▸ **Your assignment**
Please retype the records below exactly as they stand.

[Data excerpts]
■ ■ ■ ■ ■ ■ ■
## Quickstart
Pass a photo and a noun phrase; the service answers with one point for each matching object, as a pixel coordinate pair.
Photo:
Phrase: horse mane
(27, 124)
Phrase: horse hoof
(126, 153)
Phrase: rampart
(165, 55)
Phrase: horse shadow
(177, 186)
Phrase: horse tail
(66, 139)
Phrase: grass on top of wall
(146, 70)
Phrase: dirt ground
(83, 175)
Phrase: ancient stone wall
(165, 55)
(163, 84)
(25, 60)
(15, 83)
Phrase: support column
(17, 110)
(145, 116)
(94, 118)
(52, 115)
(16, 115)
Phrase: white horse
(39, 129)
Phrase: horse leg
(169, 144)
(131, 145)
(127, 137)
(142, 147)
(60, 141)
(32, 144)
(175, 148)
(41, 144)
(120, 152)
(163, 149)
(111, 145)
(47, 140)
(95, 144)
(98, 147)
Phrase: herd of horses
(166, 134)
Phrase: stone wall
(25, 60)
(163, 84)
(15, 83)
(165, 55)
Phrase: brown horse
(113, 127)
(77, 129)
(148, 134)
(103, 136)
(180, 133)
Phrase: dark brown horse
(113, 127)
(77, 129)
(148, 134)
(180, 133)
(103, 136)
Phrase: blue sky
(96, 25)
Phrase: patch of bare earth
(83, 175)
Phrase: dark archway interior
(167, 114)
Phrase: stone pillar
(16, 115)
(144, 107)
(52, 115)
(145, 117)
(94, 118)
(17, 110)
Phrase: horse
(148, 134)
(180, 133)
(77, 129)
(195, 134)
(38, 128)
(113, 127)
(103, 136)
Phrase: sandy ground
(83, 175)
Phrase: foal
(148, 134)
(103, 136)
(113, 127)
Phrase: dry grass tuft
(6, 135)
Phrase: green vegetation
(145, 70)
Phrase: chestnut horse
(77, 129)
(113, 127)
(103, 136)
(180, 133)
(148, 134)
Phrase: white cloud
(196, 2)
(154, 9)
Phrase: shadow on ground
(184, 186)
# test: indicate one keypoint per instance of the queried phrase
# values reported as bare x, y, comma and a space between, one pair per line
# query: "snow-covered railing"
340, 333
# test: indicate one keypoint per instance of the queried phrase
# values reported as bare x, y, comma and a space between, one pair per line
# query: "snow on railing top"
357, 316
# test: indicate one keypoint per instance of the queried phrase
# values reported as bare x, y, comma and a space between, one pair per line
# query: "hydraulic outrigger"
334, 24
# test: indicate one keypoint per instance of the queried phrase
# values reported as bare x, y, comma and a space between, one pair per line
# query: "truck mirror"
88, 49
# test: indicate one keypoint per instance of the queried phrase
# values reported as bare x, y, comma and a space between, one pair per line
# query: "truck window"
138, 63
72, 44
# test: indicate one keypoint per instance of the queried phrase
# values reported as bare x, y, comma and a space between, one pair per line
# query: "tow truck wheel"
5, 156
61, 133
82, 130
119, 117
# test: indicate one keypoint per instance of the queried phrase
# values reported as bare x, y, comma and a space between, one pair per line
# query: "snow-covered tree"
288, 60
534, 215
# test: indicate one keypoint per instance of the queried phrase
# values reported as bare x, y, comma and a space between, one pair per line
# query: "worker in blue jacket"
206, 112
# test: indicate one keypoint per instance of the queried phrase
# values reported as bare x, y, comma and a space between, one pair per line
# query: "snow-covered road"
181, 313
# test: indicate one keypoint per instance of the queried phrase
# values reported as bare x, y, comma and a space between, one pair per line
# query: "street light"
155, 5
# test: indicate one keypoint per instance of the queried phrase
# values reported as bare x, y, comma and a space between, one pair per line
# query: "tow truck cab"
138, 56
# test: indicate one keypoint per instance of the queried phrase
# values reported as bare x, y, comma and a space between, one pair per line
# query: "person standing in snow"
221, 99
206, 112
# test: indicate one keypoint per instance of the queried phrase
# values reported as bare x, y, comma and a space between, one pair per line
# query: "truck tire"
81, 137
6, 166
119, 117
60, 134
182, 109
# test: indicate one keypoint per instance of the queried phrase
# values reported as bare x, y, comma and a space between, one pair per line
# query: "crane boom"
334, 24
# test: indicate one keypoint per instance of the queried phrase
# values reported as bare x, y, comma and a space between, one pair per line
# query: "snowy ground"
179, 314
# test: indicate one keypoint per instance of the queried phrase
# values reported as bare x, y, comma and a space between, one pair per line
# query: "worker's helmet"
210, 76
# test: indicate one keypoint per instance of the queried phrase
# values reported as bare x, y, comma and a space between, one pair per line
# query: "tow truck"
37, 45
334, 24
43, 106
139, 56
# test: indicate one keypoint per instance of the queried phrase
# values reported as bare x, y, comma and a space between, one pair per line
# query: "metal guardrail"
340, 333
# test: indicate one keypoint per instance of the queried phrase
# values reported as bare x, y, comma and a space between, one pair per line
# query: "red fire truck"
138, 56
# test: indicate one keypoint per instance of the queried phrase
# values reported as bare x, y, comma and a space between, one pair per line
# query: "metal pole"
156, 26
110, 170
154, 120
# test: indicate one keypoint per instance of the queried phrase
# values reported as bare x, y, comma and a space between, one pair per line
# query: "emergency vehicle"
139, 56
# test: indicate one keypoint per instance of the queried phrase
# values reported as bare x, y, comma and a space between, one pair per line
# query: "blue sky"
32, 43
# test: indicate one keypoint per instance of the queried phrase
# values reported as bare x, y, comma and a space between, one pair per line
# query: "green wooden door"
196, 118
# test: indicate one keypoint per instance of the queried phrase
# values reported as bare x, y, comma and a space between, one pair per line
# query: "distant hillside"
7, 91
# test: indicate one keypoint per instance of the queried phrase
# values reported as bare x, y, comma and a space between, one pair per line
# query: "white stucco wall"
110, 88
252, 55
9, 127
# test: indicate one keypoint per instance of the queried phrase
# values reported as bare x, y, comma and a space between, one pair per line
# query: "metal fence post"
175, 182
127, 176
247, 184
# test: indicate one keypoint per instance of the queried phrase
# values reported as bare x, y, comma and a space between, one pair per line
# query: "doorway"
■ ■ ■ ■ ■ ■ ■
▸ **Task answer**
## Quickstart
Pass a photo and a noun phrase; the service answers with one point for each matching object, as a pixel coordinate pair.
Photo:
Phrase: horse mane
(27, 124)
Phrase: horse hoof
(126, 153)
Phrase: rampart
(165, 55)
Phrase: horse shadow
(177, 186)
Phrase: horse tail
(66, 139)
Phrase: grass on top of wall
(146, 70)
Phrase: dirt ground
(83, 175)
Phrase: ancient stone wall
(165, 55)
(163, 84)
(25, 60)
(15, 83)
Phrase: support column
(17, 110)
(145, 116)
(94, 118)
(52, 115)
(16, 115)
Phrase: white horse
(39, 129)
Phrase: horse leg
(169, 144)
(131, 145)
(127, 137)
(142, 147)
(60, 141)
(32, 144)
(175, 148)
(41, 144)
(120, 152)
(163, 149)
(111, 145)
(47, 140)
(95, 144)
(98, 147)
Phrase: herd of horses
(166, 134)
Phrase: stone wall
(25, 60)
(163, 84)
(15, 83)
(165, 55)
Phrase: brown horse
(113, 127)
(77, 129)
(148, 134)
(103, 136)
(180, 133)
Phrase: dark brown horse
(113, 127)
(77, 129)
(148, 134)
(180, 133)
(103, 136)
Phrase: blue sky
(96, 25)
Phrase: patch of bare earth
(83, 175)
Phrase: dark archway interior
(167, 114)
Phrase: stone pillar
(16, 115)
(144, 107)
(52, 115)
(145, 117)
(94, 118)
(17, 110)
Phrase: horse
(148, 134)
(180, 133)
(77, 129)
(195, 134)
(38, 128)
(113, 127)
(103, 136)
Phrase: sandy ground
(83, 175)
Phrase: foal
(148, 134)
(103, 136)
(113, 127)
Phrase: dry grass tuft
(6, 135)
Phrase: green vegetation
(145, 70)
Phrase: chestnut horse
(77, 129)
(113, 127)
(103, 136)
(180, 133)
(148, 134)
Phrase: white cloud
(196, 2)
(154, 9)
Phrase: shadow on ground
(184, 186)
# test: indicate one keypoint per instance of the queried phrase
# values reported as bare x, y, comma and a space between, one pair per line
# query: "snow-covered railing"
340, 333
# test: indicate one keypoint per instance of the queried phrase
# values reported as bare x, y, comma and a space between, one pair per line
# query: "snow on railing top"
357, 316
# test: indicate one keypoint per instance of the queried phrase
# values reported as bare x, y, comma and a space between, one pair per line
# query: "hydraulic outrigger"
334, 24
# test: indicate one keypoint per instance of the queried phrase
# values reported as bare x, y, comma and a space between, one pair per line
# query: "truck mirror"
88, 49
# test: indicate one keypoint per instance of the queried phrase
# values reported as bare x, y, comma and a space between, one pair per line
# query: "truck window"
138, 63
72, 44
# test: indicate one keypoint per instance of the queried phrase
# values reported as bare x, y, comma and a space between, one pair per line
# query: "tow truck wheel"
5, 156
61, 133
82, 130
119, 117
# test: indicate one keypoint per instance of the queried phrase
# values reported as bare x, y, comma and a space between, one pair per line
# query: "snow-covered tree"
288, 60
534, 215
# test: indicate one keypoint per instance of the queried phrase
# values reported as bare x, y, comma and a space between, one pair per line
# query: "worker in blue jacket"
206, 112
# test: indicate one keypoint per instance of the queried phrase
# values reported as bare x, y, comma and a space between, one pair per line
# query: "snow-covered road"
181, 313
# test: indicate one keypoint per instance of the queried phrase
# values reported as bare x, y, comma and a space between, one pair per line
# query: "street light"
155, 5
# test: indicate one keypoint per instance of the queried phrase
# values reported as bare x, y, comma and a space between, one pair per line
# query: "tow truck cab"
138, 56
# test: indicate one keypoint per instance of the queried phrase
# values reported as bare x, y, comma and a space between, one pair per line
# query: "person standing in snow"
221, 99
206, 112
# test: indicate one keypoint per instance of the queried phrase
# values reported as bare x, y, comma and a space between, one pair per line
# query: "truck tire"
81, 137
6, 166
119, 117
60, 134
182, 109
# test: indicate one keypoint per instance of the queried phrase
# values reported as bare x, y, comma and a space between, one pair per line
# query: "crane boom"
334, 24
# test: indicate one keypoint per instance of the queried phrase
# values reported as bare x, y, comma and a space between, one pair per line
# query: "snowy ground"
179, 314
# test: indicate one keypoint per instance of the queried phrase
# values reported as bare x, y, comma and a space between, one pair per line
# query: "worker's helmet"
210, 76
# test: indicate one keypoint per instance of the queried phrase
# values reported as bare x, y, comma and a space between, one pair per line
# query: "tow truck"
37, 45
334, 24
43, 106
139, 56
# test: indicate one keypoint per instance of the queried phrase
# values reported as bare x, y, comma and a space between, one pair per line
# query: "metal guardrail"
340, 333
# test: indicate one keypoint per instance of the queried phrase
# values reported as bare x, y, comma and a space between, one pair per line
# query: "red fire truck"
138, 56
# test: indicate one keypoint per instance of the queried phrase
# values reported as bare x, y, comma and a space between, one pair per line
# query: "metal pole"
156, 26
110, 170
154, 120
# test: indicate one keypoint per instance of the queried phrase
# values reported as bare x, y, comma and a space between, one pair per line
# query: "emergency vehicle"
139, 56
# test: indicate one keypoint per instance of the queried phrase
# values reported as bare x, y, comma and a space between, one pair per line
# query: "blue sky"
32, 43
# test: indicate one keypoint per instance of the queried phrase
# values reported as bare x, y, comma and a space between, one pair per line
# query: "green wooden door"
196, 118
# test: indicate one keypoint per instance of the queried phrase
# values reported as bare x, y, comma and a space between, one pair per line
# query: "distant hillside"
7, 91
# test: indicate one keypoint per instance of the queried phrase
# values reported as bare x, y, comma and a space between, one pair per line
# query: "white stucco wall"
110, 88
252, 55
9, 127
# test: indicate one keypoint per instance of the queried phrase
# values reported as bare x, y, comma and a space between, one pair per line
# query: "metal fence post"
175, 182
127, 176
247, 184
# test: indicate one keypoint per instance of the queried phrase
# values reported as bare x, y, comma and a space between, one pair per line
# query: "doorway"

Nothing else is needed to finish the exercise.